> _Set problem_
Give the records below as a JSON list of strings, one string per line and no blank lines, covering only the lines from the one containing "Where can the trouser" through the end of the records, inclusive.

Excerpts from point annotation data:
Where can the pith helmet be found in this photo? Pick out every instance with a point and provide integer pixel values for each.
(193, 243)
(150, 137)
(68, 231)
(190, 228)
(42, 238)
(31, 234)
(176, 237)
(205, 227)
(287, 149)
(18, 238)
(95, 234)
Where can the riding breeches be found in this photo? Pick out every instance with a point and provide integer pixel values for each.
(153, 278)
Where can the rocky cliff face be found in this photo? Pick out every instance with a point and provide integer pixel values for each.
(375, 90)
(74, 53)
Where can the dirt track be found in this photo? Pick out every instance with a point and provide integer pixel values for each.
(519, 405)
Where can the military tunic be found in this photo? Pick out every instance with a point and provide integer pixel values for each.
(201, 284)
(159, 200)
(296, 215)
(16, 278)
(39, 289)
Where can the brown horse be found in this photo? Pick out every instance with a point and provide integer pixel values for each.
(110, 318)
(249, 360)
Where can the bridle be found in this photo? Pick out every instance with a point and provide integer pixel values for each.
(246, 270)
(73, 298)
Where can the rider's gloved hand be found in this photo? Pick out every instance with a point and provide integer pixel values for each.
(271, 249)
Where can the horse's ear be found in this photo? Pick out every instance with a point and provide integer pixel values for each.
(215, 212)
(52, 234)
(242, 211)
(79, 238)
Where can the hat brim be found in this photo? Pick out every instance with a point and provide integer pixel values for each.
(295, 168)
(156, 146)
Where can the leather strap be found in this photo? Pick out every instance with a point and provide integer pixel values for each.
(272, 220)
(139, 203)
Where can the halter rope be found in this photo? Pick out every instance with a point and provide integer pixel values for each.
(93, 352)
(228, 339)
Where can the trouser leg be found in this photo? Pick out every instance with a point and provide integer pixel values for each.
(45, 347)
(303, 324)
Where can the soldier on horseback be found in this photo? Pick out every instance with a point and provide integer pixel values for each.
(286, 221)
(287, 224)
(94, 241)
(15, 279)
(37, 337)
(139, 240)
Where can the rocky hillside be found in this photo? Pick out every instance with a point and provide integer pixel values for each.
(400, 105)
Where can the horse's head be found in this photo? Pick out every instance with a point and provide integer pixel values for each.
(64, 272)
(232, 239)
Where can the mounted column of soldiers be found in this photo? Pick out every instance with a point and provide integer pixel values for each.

> _Correct answer_
[
  "Where can the trouser leg be found in this photo? Pick out every instance with a point and provide integer pixel values for each.",
  "(45, 347)",
  "(303, 324)",
  "Where can the soldier on horseback be found in this photo? Pick out every instance with a point and provide integer pixel values for each.",
  "(286, 221)",
  "(287, 224)",
  "(94, 241)",
  "(15, 279)",
  "(37, 337)",
  "(139, 240)",
  "Where can the rocky hillside be found in this photo? Pick out every instance with a point and provide integer pixel values for each.",
  "(400, 105)",
  "Where can the horse's head be found in this photo? Pick out every instance with a point and provide integer pixel values for each.",
  "(64, 272)",
  "(232, 239)",
  "Where can the mounted column of soldiers be found in this photo? Pick out every instance with a point and provide integer pixel values for each."
]